- [EXERCISE OBJECTIVE]:
Everything in the records should be repeated exactly, down to the last character.

▬▬▬▬▬▬▬▬▬▬

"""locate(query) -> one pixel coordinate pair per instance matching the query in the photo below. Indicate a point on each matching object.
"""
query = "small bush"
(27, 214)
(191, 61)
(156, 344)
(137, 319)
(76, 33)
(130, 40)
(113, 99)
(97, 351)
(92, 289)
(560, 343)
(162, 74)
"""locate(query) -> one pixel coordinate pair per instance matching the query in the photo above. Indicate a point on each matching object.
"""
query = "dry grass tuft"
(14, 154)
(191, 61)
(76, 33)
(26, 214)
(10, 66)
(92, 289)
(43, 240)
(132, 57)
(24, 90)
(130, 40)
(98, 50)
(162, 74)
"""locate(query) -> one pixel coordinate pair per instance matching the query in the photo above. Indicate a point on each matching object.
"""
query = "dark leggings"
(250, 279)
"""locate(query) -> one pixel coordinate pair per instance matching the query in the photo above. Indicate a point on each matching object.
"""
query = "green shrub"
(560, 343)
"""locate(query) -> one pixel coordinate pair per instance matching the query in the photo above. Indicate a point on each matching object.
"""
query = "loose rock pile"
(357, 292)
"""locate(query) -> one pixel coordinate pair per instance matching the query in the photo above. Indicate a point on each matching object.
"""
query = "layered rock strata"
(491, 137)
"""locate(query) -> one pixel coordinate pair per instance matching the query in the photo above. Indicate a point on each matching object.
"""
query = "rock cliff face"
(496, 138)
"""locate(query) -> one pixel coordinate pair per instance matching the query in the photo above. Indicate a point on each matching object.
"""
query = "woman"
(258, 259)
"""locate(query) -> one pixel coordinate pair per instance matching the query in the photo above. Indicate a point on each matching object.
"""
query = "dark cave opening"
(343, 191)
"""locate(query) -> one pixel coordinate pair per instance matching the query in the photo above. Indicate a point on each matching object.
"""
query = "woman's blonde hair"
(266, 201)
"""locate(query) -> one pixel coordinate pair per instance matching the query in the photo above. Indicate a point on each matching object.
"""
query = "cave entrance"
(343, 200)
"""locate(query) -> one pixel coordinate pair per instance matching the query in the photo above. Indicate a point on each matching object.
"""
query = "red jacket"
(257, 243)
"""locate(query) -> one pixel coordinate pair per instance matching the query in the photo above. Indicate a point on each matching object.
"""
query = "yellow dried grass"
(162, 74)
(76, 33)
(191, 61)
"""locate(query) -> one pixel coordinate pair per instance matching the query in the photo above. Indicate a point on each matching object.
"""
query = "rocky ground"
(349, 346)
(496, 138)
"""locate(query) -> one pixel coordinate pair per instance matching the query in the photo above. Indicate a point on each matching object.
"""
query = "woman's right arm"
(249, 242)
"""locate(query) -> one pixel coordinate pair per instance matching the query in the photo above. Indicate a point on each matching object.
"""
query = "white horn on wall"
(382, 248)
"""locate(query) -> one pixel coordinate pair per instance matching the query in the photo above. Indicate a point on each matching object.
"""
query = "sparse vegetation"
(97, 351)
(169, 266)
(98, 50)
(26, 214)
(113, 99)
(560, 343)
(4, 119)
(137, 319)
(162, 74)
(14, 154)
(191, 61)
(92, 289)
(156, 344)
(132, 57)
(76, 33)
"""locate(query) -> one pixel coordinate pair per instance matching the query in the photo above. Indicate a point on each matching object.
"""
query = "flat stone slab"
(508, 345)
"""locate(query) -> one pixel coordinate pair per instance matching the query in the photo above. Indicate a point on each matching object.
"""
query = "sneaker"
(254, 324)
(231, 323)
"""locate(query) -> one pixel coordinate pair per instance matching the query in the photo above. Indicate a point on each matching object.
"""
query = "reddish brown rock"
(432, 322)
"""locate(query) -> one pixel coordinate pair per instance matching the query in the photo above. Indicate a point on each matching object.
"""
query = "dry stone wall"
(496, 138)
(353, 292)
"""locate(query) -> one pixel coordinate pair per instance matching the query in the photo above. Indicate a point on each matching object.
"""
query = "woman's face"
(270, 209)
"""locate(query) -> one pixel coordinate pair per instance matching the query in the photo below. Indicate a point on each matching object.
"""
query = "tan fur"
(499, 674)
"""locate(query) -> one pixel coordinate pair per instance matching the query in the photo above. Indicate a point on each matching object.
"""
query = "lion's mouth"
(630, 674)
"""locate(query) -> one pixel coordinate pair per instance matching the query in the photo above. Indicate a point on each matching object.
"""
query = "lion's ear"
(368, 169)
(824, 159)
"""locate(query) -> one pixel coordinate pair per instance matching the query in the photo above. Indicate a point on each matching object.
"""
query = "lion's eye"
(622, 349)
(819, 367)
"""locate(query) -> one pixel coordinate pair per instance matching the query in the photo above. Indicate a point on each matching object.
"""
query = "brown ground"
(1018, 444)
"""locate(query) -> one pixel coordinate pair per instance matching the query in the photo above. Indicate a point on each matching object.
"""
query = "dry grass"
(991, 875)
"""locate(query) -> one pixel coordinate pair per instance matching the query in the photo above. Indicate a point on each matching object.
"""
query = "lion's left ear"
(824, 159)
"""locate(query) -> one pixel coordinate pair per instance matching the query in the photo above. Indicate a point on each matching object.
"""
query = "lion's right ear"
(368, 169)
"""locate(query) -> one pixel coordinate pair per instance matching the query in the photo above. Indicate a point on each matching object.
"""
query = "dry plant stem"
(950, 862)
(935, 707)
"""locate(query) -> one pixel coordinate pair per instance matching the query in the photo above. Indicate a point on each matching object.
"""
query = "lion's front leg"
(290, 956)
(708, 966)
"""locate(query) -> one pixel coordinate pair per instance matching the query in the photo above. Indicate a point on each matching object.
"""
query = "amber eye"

▬▬▬▬▬▬▬▬▬▬

- [WRITTEN ANSWER]:
"""locate(query) -> one pixel coordinate pair per instance matching the query in the photo below. Indicate a point on each matching object.
"""
query = "small bush"
(27, 214)
(191, 61)
(156, 344)
(137, 319)
(76, 33)
(130, 40)
(113, 99)
(97, 351)
(92, 289)
(560, 343)
(162, 74)
"""locate(query) -> one pixel coordinate pair per instance matching the query in the photo above. Indicate a point on each matching object.
"""
query = "dry grass tuft"
(14, 154)
(191, 61)
(76, 33)
(26, 214)
(10, 66)
(92, 289)
(43, 240)
(132, 57)
(24, 90)
(130, 40)
(98, 50)
(162, 74)
"""locate(query) -> one pixel coordinate pair per instance matching the query in the photo above. Indicate a point on each matching object.
"""
query = "dark leggings"
(250, 279)
"""locate(query) -> one pixel coordinate pair per instance matching the query in the photo above. Indicate a point on each matching object.
"""
query = "green shrub"
(560, 343)
"""locate(query) -> one pixel coordinate pair per instance matching the query in the photo above. Indicate a point on each matching object.
"""
query = "loose rock pile"
(357, 292)
"""locate(query) -> one pixel coordinate pair per instance matching the query in the photo above. Indicate a point on each matching object.
"""
query = "layered rock strata"
(491, 137)
"""locate(query) -> one pixel coordinate pair per instance matching the query in the photo above. Indicate a point on each matching object.
"""
query = "rock cliff face"
(496, 138)
"""locate(query) -> one pixel coordinate pair per instance matching the query in the photo above. Indicate a point on each matching object.
"""
query = "woman"
(258, 259)
"""locate(query) -> one pixel coordinate pair per instance matching the query in the photo above. Indicate a point on each matching object.
"""
query = "dark cave opening"
(343, 191)
"""locate(query) -> one pixel coordinate pair per instance matching the query in the photo above. Indicate a point on each matching object.
"""
query = "woman's blonde hair"
(266, 201)
"""locate(query) -> one pixel coordinate pair per instance matching the query in the photo above. Indicate a point on each matching object.
"""
query = "cave entrance"
(343, 200)
"""locate(query) -> one pixel coordinate pair per instance matching the query in the photo above. Indicate a point on each matching object.
"""
query = "red jacket"
(257, 243)
"""locate(query) -> one pixel coordinate pair per instance matching the query in the photo above. Indicate a point on each matching object.
"""
query = "yellow dried grass"
(162, 74)
(76, 33)
(191, 61)
"""locate(query) -> one pixel coordinate pair per instance matching the query in the photo above. Indicate a point on each matching object.
"""
query = "rocky ground"
(349, 346)
(496, 138)
"""locate(query) -> one pixel coordinate pair per instance matching the query in the photo above. Indicate a point on each matching object.
"""
query = "woman's right arm"
(249, 242)
"""locate(query) -> one pixel coordinate pair per instance matching the query in the photo above. Indicate a point on each matching object.
"""
query = "white horn on wall"
(382, 248)
"""locate(query) -> one pixel coordinate pair per instance matching the query in the photo above. Indicate a point on each matching object.
"""
query = "sparse vegetation"
(97, 351)
(169, 266)
(98, 50)
(26, 214)
(113, 99)
(560, 343)
(4, 119)
(137, 319)
(162, 74)
(14, 154)
(191, 61)
(92, 289)
(156, 344)
(132, 57)
(76, 33)
"""locate(query) -> one pixel coordinate pair per instance matching the query in the photo above. Indicate a point on each matching object.
"""
query = "flat stone slab"
(508, 345)
"""locate(query) -> one pixel coordinate pair per instance matching the query in the photo above. Indicate a point on each matching object.
"""
query = "sneaker"
(254, 324)
(231, 323)
"""locate(query) -> one pixel coordinate pair per instance matching the query in the photo above. Indicate a point on each matching object.
"""
query = "reddish brown rock"
(432, 322)
"""locate(query) -> one pixel coordinate pair per instance matching the query in the photo above. Indicate a point on each matching object.
"""
query = "dry stone wall"
(496, 138)
(353, 292)
"""locate(query) -> one pixel coordinate pair per instance matching the query in the photo above. Indicate a point on each matching object.
"""
query = "woman's face"
(270, 209)
"""locate(query) -> one pixel coordinate pair per instance matching the query in the photo below. Indicate a point on each matching object.
"""
query = "tan fur"
(499, 674)
"""locate(query) -> one pixel coordinate pair per instance matching the query in the photo above. Indicate a point on each matching object.
"""
query = "lion's mouth"
(630, 674)
"""locate(query) -> one pixel coordinate pair per instance matching the query in the photo above. Indicate a point on each matching object.
"""
query = "lion's ear"
(368, 169)
(824, 159)
"""locate(query) -> one pixel coordinate pair per instance matching the query in the photo above. Indicate a point on each matching object.
"""
query = "lion's eye"
(622, 349)
(819, 367)
"""locate(query) -> one pixel coordinate pair per instance matching the query in the photo above. Indicate a point on each matching object.
"""
query = "brown ground"
(1018, 444)
"""locate(query) -> one pixel coordinate pair per instance matching the query in the photo above. Indicate a point on each matching object.
"""
query = "dry grass"
(991, 875)
"""locate(query) -> one pixel coordinate pair per instance matching the query in the photo above. Indicate a point on each matching object.
"""
query = "lion's left ear"
(824, 159)
"""locate(query) -> one pixel coordinate pair per instance matching the query in the photo above. Indicate a point on each matching object.
"""
query = "lion's right ear"
(368, 169)
"""locate(query) -> one pixel coordinate pair per instance matching the query in the photo above. Indicate a point on each matching object.
"""
query = "dry plant stem"
(950, 862)
(935, 707)
"""locate(query) -> one pixel coordinate pair per instance matching the query in the photo above. Indicate a point on each matching object.
"""
query = "lion's front leg"
(290, 956)
(708, 966)
"""locate(query) -> one pixel coordinate pair per instance matching the query in the photo above. Indicate a point on each matching object.
"""
query = "amber eye"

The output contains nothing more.